Check each line of the data for "white", and copy the ones that have it.
= Beginning of Section =
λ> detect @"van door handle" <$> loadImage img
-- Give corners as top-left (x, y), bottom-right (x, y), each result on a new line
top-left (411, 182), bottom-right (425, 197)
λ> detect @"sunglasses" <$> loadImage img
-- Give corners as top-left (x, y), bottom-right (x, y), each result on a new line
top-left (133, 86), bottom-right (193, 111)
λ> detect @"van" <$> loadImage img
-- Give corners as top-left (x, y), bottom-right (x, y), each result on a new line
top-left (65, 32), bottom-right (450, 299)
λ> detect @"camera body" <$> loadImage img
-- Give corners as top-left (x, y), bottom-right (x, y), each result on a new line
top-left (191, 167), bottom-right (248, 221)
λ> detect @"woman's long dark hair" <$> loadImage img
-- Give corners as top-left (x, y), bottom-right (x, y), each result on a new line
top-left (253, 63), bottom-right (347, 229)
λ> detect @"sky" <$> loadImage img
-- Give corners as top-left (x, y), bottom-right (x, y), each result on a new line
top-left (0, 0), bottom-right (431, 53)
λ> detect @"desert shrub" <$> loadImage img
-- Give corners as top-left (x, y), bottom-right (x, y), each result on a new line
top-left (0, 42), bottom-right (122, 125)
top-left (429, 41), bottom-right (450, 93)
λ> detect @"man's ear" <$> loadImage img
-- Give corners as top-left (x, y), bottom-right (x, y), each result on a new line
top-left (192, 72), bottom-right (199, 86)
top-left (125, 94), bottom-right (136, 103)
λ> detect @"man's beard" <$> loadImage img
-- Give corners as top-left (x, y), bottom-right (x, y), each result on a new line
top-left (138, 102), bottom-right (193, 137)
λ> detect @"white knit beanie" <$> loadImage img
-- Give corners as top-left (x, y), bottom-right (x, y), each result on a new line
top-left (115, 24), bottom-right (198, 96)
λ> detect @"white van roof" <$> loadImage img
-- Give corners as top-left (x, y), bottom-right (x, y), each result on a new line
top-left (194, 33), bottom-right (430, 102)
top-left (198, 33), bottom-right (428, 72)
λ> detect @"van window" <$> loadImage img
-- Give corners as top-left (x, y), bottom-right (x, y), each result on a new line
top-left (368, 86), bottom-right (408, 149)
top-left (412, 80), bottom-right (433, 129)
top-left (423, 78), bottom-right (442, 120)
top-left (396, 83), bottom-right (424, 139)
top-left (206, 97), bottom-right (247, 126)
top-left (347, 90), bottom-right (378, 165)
= End of Section =
- **RESULT OF THIS EXERCISE**
λ> detect @"white knit beanie" <$> loadImage img
λ> detect @"white van roof" <$> loadImage img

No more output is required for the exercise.